# [Sezione del documento]
:::::

Ribellarsi alla mafia nella Sicilia moderna: due storie a confronto

Da controlacrisi di Francesco Fustaneo               Logo ControLaCrisi.org
Se dovessi scegliere un luogo dove rappresentare l’eterno scontro tra bene e male credo che la Sicilia sarebbe un’ ambientazione appropriata: terra di sofferenza, di violenze e di mafia , ma al contempo terra di ribellione, di martiri e di eroi. Le storie che sto per raccontarvi incarnano in se molto del bello e del brutto di quello che la Sicilia può riservare a chi la vive. Quelle in questione sono storie vere, di due uomini che probabilmente non si conoscono l’uno con l’altro, ma accomunati da valori morali quali l’ onestà e il senso di giustizia e l’amore per la propria terra.
Il primo di cui parlerò è Vincenzo Liarda, di Polizzi Generosa, piccolo centro nelle Madonie.

:::::

# [Righe fornite]
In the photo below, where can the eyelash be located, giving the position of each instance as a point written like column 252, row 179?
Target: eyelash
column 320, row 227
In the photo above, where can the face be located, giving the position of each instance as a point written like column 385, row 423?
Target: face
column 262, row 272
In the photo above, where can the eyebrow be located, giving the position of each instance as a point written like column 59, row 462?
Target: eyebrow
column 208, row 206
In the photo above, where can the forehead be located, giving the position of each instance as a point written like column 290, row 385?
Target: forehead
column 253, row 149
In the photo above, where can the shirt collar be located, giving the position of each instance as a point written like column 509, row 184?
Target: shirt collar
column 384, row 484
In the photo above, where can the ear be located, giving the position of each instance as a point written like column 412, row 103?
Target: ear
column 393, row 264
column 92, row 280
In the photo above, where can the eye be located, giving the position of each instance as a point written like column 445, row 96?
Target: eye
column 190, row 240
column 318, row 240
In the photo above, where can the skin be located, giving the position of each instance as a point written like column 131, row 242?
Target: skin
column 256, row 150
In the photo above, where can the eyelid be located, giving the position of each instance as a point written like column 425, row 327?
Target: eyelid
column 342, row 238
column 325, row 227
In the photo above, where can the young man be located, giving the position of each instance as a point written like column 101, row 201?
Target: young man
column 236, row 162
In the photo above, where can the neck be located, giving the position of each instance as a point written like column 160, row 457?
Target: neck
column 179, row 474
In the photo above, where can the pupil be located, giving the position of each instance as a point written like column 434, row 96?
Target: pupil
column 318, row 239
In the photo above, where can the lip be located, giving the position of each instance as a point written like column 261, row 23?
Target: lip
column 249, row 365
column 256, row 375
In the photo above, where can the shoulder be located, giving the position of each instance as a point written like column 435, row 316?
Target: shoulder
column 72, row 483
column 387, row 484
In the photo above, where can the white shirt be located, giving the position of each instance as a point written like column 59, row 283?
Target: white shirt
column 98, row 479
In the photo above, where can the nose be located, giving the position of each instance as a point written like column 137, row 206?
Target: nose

:::::

# [Elenco dei compiti]
**1)** Riporta dall'articolo sulla mafia in Sicilia tutto il testo da "Da controlacrisi di" giù fino a "centro nelle Madonie.".
**2)** Rispondi a queste domande sull'articolo sulla mafia in Sicilia:
(a) Di chi è l'articolo, secondo la riga sotto il titolo?
(b) Quali valori accomunano i due uomini delle storie?
(c) Chi è il primo uomo di cui si parla, e di dove è?

# [Risposte ai compiti]
**1)**
Da controlacrisi di Francesco Fustaneo               Logo ControLaCrisi.org
Se dovessi scegliere un luogo dove rappresentare l’eterno scontro tra bene e male credo che la Sicilia sarebbe un’ ambientazione appropriata: terra di sofferenza, di violenze e di mafia , ma al contempo terra di ribellione, di martiri e di eroi. Le storie che sto per raccontarvi incarnano in se molto del bello e del brutto di quello che la Sicilia può riservare a chi la vive. Quelle in questione sono storie vere, di due uomini che probabilmente non si conoscono l’uno con l’altro, ma accomunati da valori morali quali l’ onestà e il senso di giustizia e l’amore per la propria terra.
Il primo di cui parlerò è Vincenzo Liarda, di Polizzi Generosa, piccolo centro nelle Madonie.

**2)**
(a) Di Francesco Fustaneo.
(b) L'onestà, il senso di giustizia e l'amore per la propria terra.
(c) Vincenzo Liarda, di Polizzi Generosa, piccolo centro nelle Madonie.